### Dataset content
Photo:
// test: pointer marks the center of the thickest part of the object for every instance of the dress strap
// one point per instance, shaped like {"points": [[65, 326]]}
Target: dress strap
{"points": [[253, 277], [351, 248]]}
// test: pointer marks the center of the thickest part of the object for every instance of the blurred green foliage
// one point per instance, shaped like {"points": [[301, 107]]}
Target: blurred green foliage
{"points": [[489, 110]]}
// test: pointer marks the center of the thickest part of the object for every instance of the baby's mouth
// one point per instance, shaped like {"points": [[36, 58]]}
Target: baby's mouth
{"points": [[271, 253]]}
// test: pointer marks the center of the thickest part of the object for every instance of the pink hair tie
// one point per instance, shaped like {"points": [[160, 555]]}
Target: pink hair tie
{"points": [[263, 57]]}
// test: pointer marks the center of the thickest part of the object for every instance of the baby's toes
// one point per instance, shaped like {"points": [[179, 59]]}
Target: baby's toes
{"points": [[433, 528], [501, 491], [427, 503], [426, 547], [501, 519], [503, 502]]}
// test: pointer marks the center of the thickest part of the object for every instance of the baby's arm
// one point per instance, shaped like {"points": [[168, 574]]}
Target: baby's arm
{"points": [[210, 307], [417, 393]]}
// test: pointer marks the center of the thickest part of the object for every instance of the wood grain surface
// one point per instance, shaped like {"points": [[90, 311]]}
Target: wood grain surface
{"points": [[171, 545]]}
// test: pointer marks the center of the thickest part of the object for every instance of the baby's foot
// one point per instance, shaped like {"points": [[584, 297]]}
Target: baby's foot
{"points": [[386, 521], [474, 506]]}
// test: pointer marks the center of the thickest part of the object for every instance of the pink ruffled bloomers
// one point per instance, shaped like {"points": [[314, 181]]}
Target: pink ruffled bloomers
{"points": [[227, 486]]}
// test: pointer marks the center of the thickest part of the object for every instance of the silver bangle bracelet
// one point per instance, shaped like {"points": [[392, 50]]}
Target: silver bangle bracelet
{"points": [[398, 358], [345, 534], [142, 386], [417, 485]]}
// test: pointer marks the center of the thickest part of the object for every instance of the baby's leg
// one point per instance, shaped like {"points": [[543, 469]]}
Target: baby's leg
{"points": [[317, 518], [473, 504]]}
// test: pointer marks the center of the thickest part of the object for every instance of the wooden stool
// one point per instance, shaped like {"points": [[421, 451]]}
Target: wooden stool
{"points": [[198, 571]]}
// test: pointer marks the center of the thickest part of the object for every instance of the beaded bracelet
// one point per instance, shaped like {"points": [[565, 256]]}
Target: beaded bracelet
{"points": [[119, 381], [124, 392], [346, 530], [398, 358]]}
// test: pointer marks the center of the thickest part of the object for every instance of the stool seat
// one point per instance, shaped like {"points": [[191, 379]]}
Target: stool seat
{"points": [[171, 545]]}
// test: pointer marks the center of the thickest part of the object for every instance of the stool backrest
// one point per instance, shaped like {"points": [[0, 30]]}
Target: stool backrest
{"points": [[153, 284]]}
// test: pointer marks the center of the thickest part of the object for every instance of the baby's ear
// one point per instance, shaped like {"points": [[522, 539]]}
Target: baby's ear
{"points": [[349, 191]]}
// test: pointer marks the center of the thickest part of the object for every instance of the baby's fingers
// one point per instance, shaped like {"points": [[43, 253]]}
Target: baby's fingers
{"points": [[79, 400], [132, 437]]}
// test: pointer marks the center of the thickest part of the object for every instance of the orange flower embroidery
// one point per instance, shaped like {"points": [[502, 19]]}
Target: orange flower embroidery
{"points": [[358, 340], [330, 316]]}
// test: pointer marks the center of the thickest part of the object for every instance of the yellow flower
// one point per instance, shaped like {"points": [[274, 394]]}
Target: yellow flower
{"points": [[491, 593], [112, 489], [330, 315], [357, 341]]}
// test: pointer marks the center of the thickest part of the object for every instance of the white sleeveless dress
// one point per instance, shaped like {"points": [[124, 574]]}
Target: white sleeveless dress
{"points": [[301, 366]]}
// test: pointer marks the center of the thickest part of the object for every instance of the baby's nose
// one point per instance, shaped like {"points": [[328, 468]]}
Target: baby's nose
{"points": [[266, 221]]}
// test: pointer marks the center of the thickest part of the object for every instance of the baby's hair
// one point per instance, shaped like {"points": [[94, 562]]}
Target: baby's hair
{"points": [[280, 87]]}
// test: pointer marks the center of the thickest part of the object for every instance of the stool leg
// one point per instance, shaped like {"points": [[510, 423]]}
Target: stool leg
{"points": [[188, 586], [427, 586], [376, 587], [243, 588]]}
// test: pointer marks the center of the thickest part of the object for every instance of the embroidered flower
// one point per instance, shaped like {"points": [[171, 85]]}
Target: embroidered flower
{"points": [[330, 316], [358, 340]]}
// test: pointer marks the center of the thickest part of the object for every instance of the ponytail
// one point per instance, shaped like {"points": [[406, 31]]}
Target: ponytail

### Aim of the task
Please convert the lines above into a numbered list, leaving out any blank lines.

### Expected answer
1. Photo:
2. // test: pointer marks the center of the thickest part of the object for every instance of the dress strap
3. // one point per instance, shaped like {"points": [[65, 326]]}
4. Target: dress strap
5. {"points": [[253, 277], [351, 248]]}
6. // test: pointer marks the center of the thickest part of the object for every instance of the blurred green foliage
7. // one point per instance, shaped like {"points": [[301, 107]]}
8. Target: blurred green foliage
9. {"points": [[489, 110]]}
10. // test: pointer marks the center of the thickest part of the object for every instance of the baby's mouth
11. // one point per instance, shaped like {"points": [[36, 58]]}
12. Target: baby's mouth
13. {"points": [[271, 253]]}
14. // test: pointer marks the center of the thickest part of the object for every instance of the pink hair tie
15. // one point per instance, shaped like {"points": [[160, 555]]}
16. Target: pink hair tie
17. {"points": [[263, 57]]}
18. // test: pointer marks the center of the thickest part of the object for every instance of the baby's toes
19. // one point per instance, shaped like {"points": [[179, 59]]}
20. Target: baby's toes
21. {"points": [[433, 528], [501, 491], [427, 503], [426, 547], [501, 519], [503, 502]]}
22. // test: pointer marks the center of the thickest part of the object for every instance of the baby's arm
23. // one point per instance, shaped like {"points": [[168, 574]]}
24. Target: baby's arm
25. {"points": [[210, 307], [417, 393]]}
26. // test: pointer marks the center of the thickest part of the object for every instance of the wood grain surface
27. // one point per instance, shaped like {"points": [[90, 311]]}
28. Target: wood grain surface
29. {"points": [[171, 545]]}
30. // test: pointer marks the center of the thickest part of the object for every instance of the baby's foot
31. // one point per instance, shaped like {"points": [[584, 297]]}
32. Target: baby's foot
33. {"points": [[386, 521], [474, 506]]}
34. // test: pointer marks the center of the thickest part of the object for every instance of the pink ruffled bloomers
35. // one point per instance, shaped like {"points": [[314, 181]]}
36. Target: pink ruffled bloomers
37. {"points": [[227, 486]]}
38. // test: pointer marks the center of the thickest part of the object for every instance of the silver bangle bracelet
39. // one point per instance, shaped like {"points": [[392, 50]]}
40. Target: silver bangle bracelet
41. {"points": [[398, 358], [345, 534], [142, 386], [417, 485]]}
42. // test: pointer marks the center of the thickest part of the object for every instance of the baby's leg
43. // one point per instance, shaped like {"points": [[543, 469]]}
44. Target: baby's leg
45. {"points": [[317, 518], [473, 504]]}
46. // test: pointer marks the center of the thickest part of the object for every instance of the wooden stool
47. // one point per instance, shaped like {"points": [[421, 451]]}
48. Target: wooden stool
49. {"points": [[198, 571]]}
50. // test: pointer marks the center of the thickest part of the object for every instance of the beaded bracelet
51. // one point per instance, shaped like {"points": [[565, 256]]}
52. Target: beaded bracelet
53. {"points": [[119, 381], [124, 392], [346, 530], [398, 358]]}
54. // test: pointer marks the center of the thickest part of the object for every instance of the stool seat
55. // one point per instance, shaped like {"points": [[191, 379]]}
56. Target: stool seat
57. {"points": [[171, 545]]}
58. // test: pointer marks the center of the thickest part of the object for every instance of the stool backrest
59. // one point per instance, shaped like {"points": [[0, 30]]}
60. Target: stool backrest
61. {"points": [[153, 284]]}
62. // test: pointer marks the center of the thickest part of the object for every instance of the baby's ear
63. // one point per instance, shaped like {"points": [[522, 539]]}
64. Target: baby's ear
65. {"points": [[349, 191]]}
66. // test: pointer marks the center of the thickest part of the object for every instance of the baby's fingers
67. // one point per instance, shaped like {"points": [[43, 253]]}
68. Target: baby's fingers
69. {"points": [[79, 400], [132, 437]]}
70. // test: pointer marks the center of the thickest part of the object for every instance of the orange flower embroidery
71. // one point per instance, shaped like {"points": [[502, 19]]}
72. Target: orange flower embroidery
73. {"points": [[358, 340], [330, 316]]}
74. // test: pointer marks the center of the thickest part of the object for every instance of the yellow flower
75. // one point per instance, shaped like {"points": [[274, 394]]}
76. Target: yellow flower
77. {"points": [[491, 593], [112, 489], [330, 315], [357, 341]]}
78. // test: pointer marks the center of the thickest part of the object for every instance of the white sleeveless dress
79. // one point per instance, shaped like {"points": [[124, 574]]}
80. Target: white sleeveless dress
81. {"points": [[301, 366]]}
82. // test: pointer marks the center of the thickest part of the object for every instance of the baby's nose
83. // one point per instance, shaped like {"points": [[328, 468]]}
84. Target: baby's nose
85. {"points": [[266, 221]]}
86. // test: pointer marks the center of the thickest part of the object for every instance of the baby's hair
87. // one point per instance, shaped like {"points": [[94, 562]]}
88. Target: baby's hair
89. {"points": [[280, 87]]}
90. // test: pointer marks the center of the thickest part of the object for every instance of the stool leg
91. // one point per instance, shaped like {"points": [[510, 423]]}
92. Target: stool leg
93. {"points": [[188, 586], [427, 586], [376, 587], [243, 588]]}
94. // test: pointer marks the center of the thickest part of the object for every instance of the embroidered flower
95. // one point per instance, shaped like {"points": [[171, 85]]}
96. Target: embroidered flower
97. {"points": [[330, 316], [358, 340]]}
98. // test: pointer marks the center of the thickest part of the object for every instance of the ponytail
99. // one point per instance, shaped like {"points": [[406, 31]]}
100. Target: ponytail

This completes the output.